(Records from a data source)
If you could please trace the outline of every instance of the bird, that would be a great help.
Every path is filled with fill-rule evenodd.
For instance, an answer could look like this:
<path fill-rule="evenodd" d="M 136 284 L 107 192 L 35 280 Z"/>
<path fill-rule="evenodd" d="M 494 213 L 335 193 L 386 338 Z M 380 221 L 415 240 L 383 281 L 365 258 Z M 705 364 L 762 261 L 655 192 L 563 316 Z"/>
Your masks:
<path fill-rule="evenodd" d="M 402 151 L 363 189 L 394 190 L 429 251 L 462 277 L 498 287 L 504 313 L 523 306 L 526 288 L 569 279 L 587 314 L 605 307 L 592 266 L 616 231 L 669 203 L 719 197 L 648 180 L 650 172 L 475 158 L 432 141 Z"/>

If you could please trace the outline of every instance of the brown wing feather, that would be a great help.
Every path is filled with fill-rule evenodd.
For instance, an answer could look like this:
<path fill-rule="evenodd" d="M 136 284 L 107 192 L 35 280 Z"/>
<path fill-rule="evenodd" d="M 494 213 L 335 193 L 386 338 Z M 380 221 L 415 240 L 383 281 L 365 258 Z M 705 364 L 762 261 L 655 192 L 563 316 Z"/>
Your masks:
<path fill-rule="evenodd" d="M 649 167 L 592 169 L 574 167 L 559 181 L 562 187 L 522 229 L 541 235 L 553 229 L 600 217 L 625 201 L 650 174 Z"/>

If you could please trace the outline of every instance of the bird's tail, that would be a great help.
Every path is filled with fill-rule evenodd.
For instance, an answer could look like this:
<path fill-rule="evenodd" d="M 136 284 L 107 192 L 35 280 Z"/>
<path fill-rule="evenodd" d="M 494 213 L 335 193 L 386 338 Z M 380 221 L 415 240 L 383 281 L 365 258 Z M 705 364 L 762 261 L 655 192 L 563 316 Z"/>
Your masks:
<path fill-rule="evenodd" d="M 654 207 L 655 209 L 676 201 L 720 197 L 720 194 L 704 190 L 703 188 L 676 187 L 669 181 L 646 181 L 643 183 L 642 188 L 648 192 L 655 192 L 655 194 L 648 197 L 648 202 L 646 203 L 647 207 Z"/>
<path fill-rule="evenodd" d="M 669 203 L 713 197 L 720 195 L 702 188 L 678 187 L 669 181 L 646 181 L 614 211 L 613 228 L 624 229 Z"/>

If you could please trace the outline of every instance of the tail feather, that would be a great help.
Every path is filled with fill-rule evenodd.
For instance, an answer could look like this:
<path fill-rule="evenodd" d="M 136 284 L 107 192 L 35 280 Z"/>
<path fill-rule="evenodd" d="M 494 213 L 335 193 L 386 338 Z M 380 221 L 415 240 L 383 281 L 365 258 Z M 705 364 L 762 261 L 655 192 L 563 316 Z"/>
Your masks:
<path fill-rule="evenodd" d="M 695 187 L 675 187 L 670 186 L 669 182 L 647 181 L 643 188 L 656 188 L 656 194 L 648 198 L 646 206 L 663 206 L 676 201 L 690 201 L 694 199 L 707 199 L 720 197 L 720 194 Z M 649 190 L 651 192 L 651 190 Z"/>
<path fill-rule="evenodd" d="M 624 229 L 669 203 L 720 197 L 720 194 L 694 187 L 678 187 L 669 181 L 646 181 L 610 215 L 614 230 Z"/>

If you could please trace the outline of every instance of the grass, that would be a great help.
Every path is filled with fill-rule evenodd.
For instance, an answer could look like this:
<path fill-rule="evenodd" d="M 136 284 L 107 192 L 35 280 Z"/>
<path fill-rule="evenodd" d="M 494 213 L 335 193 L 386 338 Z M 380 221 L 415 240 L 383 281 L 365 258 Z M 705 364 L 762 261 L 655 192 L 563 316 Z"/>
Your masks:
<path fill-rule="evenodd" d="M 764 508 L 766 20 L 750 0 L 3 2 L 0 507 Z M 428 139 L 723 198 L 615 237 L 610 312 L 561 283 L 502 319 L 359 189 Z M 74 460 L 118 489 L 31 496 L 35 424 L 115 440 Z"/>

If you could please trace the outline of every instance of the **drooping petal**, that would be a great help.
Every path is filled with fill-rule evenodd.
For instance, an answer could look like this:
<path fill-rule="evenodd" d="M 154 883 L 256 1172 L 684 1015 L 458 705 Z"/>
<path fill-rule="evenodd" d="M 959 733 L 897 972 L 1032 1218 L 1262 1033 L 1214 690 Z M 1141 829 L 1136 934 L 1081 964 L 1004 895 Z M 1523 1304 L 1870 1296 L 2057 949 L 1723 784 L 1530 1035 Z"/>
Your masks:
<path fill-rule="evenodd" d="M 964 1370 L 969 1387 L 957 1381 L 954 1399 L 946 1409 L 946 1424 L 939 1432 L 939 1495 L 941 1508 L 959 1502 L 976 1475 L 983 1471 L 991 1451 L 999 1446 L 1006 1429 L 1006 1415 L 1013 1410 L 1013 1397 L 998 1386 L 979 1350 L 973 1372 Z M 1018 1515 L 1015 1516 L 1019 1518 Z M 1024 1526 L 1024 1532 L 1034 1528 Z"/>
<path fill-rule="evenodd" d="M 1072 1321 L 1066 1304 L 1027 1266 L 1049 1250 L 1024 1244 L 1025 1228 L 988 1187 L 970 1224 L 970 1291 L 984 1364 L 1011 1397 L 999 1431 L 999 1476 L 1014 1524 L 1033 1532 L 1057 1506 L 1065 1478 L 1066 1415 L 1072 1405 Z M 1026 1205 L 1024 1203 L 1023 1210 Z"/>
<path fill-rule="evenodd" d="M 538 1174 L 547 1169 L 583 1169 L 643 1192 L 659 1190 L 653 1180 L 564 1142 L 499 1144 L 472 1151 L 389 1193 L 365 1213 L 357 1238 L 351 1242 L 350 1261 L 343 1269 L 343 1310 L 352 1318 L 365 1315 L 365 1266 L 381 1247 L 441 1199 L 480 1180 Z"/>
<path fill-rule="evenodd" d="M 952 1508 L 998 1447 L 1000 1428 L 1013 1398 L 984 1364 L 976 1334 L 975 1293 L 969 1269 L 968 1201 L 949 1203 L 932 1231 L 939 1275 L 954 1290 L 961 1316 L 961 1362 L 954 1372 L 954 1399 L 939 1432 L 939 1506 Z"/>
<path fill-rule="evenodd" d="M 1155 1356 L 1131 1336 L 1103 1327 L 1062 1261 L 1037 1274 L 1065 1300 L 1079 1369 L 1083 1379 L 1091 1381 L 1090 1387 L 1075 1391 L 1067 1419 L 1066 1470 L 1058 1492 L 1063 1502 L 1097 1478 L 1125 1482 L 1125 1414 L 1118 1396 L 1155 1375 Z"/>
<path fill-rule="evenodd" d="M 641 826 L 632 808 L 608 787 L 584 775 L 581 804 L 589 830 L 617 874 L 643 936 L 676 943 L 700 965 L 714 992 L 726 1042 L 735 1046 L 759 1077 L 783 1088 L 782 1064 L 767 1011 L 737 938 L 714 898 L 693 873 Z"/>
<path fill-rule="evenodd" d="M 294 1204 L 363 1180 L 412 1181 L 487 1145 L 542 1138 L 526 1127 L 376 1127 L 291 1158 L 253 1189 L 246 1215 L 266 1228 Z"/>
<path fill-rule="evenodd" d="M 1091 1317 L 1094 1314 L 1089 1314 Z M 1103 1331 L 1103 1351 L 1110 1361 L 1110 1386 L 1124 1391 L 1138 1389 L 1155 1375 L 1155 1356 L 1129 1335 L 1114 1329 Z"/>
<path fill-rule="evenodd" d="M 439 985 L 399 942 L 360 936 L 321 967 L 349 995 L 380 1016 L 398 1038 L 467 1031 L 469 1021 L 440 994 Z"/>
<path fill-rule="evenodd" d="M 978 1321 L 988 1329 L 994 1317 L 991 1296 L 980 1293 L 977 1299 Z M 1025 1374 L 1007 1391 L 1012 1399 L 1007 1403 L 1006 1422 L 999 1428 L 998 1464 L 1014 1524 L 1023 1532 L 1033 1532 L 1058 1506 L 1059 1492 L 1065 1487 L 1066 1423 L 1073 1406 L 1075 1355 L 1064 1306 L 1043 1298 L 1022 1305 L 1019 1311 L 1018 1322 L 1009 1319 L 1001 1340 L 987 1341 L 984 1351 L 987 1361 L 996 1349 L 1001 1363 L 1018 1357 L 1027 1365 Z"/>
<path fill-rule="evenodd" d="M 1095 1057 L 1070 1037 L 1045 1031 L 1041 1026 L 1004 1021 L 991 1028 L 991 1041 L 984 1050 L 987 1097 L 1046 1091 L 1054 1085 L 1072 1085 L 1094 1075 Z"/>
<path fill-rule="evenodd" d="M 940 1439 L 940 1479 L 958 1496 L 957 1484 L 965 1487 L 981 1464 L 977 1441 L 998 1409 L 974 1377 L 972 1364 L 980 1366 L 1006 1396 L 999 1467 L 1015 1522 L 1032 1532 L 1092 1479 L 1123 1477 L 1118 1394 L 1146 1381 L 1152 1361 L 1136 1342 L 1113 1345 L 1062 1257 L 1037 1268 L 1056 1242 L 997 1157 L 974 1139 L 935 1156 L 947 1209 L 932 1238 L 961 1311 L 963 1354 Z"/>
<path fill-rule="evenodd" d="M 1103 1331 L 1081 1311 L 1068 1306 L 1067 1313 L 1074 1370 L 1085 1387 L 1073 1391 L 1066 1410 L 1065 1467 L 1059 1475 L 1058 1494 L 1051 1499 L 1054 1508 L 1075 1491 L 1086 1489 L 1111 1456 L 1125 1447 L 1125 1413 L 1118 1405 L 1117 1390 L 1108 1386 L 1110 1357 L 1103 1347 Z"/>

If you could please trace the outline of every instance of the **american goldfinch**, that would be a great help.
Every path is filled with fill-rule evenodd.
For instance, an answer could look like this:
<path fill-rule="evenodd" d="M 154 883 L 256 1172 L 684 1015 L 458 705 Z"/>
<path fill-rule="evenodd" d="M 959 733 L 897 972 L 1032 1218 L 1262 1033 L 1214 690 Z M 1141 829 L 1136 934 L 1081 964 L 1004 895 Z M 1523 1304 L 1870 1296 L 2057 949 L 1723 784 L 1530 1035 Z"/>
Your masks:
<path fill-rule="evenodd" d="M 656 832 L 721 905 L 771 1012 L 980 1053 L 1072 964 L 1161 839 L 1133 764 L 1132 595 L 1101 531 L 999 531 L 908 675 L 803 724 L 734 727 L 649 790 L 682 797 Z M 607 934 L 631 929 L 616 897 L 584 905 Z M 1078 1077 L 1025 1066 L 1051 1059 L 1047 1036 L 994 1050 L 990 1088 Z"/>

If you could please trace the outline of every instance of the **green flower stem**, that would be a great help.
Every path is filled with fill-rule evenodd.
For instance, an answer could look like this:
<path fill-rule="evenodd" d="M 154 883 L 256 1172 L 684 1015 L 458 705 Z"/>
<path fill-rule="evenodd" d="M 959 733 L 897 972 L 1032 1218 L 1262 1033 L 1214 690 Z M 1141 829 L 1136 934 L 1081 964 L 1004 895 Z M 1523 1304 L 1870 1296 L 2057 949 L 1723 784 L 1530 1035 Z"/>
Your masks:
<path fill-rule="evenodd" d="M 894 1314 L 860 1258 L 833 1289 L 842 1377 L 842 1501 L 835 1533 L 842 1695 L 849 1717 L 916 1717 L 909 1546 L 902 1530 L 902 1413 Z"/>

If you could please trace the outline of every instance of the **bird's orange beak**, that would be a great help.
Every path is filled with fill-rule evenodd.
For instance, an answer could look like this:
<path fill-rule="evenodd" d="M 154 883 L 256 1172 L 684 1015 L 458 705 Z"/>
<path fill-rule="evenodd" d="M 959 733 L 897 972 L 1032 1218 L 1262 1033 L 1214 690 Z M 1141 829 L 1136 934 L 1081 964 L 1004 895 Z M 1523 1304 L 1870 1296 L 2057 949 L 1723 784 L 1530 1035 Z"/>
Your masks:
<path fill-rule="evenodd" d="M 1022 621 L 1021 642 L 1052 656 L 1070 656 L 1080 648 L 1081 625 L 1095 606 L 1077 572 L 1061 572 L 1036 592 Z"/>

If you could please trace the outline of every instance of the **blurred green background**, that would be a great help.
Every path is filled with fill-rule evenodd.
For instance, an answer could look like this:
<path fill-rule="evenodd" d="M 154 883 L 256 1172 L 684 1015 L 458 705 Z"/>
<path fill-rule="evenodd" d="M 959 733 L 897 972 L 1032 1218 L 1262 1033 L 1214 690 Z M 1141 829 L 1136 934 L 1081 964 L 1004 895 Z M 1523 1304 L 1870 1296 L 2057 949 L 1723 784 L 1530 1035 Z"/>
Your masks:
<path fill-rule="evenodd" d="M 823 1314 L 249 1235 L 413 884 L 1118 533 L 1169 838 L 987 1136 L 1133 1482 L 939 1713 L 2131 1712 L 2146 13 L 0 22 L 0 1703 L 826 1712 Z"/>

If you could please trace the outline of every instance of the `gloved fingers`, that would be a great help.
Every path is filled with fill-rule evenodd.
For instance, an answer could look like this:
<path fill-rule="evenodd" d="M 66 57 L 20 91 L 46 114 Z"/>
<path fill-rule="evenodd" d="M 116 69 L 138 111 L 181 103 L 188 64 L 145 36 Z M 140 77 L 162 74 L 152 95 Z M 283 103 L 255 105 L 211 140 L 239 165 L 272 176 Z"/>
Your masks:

Task prompt:
Each line above that carries the string "great" has to be returned.

Answer box:
If you could please trace the outline of every instance of the bird, that would be a great help.
If you could please trace the outline of every instance of the brown wing feather, that would be a great help.
If you could please trace the outline of every instance of the bird's tail, that would be a great help.
If you could please trace the outline of every instance of the tail feather, that would be a great help.
If you could please trace the outline of every instance of the grass, that would be a great help.
If you could please trace the outline of every instance of the **drooping petal**, that would be a great help.
If you could please trace the outline of every instance of the **american goldfinch**, that would be a great help.
If you could please trace the outline of every instance of the **green flower stem**, that would be a great help.
If you could please trace the outline of every instance of the **bird's orange beak**, that would be a great help.
If you could please trace the outline of every instance of the **blurred green background**, that would be a great help.
If you could please trace the outline of every instance of the `gloved fingers`, that would be a great help.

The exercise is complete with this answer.